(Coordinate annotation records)
'''

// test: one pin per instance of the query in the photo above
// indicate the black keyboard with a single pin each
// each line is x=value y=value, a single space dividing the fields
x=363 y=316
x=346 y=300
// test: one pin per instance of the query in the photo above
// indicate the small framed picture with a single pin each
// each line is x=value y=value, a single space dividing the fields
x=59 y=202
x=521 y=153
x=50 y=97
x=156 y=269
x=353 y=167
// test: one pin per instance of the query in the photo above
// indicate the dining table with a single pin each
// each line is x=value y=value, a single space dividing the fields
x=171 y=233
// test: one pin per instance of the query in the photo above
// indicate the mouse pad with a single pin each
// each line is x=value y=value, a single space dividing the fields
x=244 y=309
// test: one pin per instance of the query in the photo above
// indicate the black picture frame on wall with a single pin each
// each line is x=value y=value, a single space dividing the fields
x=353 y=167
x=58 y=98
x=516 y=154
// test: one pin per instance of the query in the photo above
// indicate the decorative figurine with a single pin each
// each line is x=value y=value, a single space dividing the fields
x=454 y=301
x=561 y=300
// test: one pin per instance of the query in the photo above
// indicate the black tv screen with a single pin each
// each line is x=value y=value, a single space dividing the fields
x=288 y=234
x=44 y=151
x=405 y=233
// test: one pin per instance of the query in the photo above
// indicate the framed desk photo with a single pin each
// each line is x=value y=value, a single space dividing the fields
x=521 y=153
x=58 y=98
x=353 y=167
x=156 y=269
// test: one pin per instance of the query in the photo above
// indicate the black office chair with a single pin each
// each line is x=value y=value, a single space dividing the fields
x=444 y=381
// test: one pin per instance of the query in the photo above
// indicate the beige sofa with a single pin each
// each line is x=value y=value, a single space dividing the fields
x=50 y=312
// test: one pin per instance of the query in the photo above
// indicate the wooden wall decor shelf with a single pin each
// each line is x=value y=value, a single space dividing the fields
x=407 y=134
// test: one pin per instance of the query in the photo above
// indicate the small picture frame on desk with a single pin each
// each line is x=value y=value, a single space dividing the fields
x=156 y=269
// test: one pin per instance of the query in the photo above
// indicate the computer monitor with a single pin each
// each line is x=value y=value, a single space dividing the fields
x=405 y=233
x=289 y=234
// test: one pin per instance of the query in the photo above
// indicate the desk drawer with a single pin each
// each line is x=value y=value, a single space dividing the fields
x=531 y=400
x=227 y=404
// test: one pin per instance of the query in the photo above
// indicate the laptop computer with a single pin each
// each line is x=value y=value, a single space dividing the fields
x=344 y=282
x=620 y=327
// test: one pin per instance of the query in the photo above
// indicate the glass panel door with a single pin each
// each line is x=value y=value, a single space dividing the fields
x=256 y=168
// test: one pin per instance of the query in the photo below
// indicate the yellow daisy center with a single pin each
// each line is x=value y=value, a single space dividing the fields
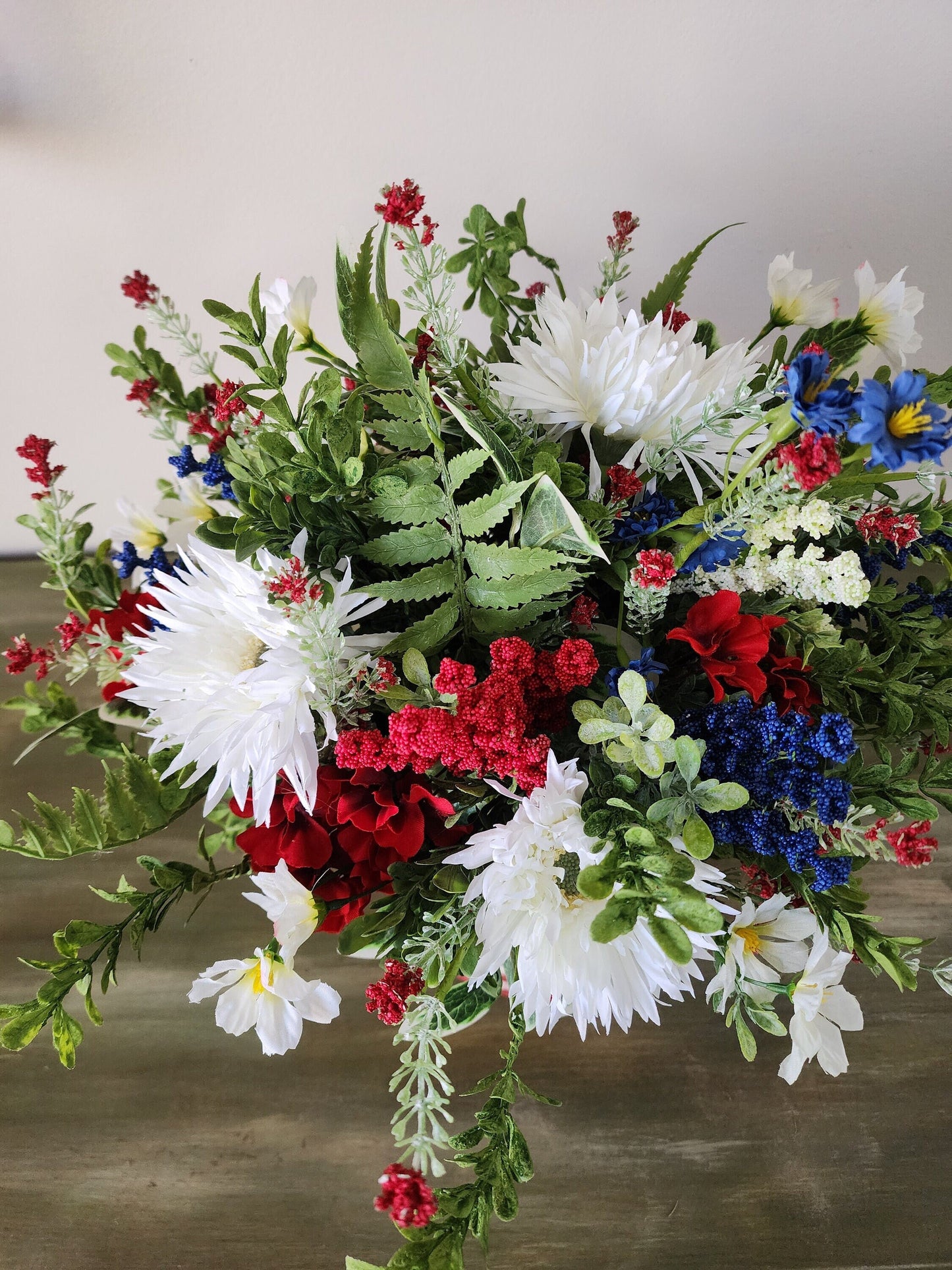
x=909 y=419
x=752 y=940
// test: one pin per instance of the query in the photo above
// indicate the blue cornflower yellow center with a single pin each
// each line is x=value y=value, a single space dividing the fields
x=752 y=940
x=909 y=419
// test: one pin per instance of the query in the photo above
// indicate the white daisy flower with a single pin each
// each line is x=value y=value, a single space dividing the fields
x=761 y=940
x=527 y=906
x=794 y=300
x=234 y=679
x=889 y=310
x=289 y=904
x=290 y=306
x=264 y=992
x=822 y=1008
x=589 y=368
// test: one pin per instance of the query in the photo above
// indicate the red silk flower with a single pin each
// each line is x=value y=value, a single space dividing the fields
x=729 y=643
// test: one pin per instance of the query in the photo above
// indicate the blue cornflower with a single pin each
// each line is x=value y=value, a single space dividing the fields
x=186 y=463
x=648 y=517
x=723 y=549
x=833 y=738
x=644 y=664
x=818 y=401
x=900 y=422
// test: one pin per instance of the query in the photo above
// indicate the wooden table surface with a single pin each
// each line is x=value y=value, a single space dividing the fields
x=175 y=1146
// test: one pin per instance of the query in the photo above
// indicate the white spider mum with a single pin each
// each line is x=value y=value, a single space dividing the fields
x=634 y=382
x=234 y=679
x=561 y=971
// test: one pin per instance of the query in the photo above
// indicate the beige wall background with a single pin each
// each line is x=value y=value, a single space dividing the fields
x=205 y=140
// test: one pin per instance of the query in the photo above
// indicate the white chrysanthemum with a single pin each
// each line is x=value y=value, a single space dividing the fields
x=794 y=300
x=233 y=678
x=561 y=971
x=590 y=368
x=889 y=313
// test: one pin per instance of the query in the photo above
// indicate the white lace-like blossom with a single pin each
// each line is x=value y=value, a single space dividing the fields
x=561 y=971
x=290 y=306
x=587 y=367
x=794 y=300
x=266 y=992
x=762 y=939
x=889 y=312
x=816 y=519
x=289 y=904
x=234 y=679
x=810 y=575
x=822 y=1008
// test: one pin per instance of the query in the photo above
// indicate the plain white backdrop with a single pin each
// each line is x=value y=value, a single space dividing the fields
x=205 y=140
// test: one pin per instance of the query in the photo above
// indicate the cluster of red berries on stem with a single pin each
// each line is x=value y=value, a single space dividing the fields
x=497 y=726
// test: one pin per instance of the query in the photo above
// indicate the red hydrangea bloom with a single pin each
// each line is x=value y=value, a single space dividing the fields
x=583 y=611
x=128 y=618
x=623 y=484
x=729 y=643
x=389 y=996
x=406 y=1197
x=813 y=460
x=883 y=523
x=140 y=287
x=625 y=225
x=401 y=204
x=362 y=823
x=497 y=722
x=22 y=654
x=142 y=390
x=654 y=569
x=36 y=451
x=789 y=681
x=913 y=849
x=673 y=318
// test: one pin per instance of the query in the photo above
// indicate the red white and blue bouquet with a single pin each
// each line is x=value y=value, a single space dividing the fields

'''

Can you quote the material above word for word, starting at its first line and ending at the line with "x=346 y=300"?

// test: one pin per instance of the query in the photo above
// indicate the black keyboard with a single pin each
// each line is x=value y=value, a single space dividing the fields
x=363 y=316
x=346 y=300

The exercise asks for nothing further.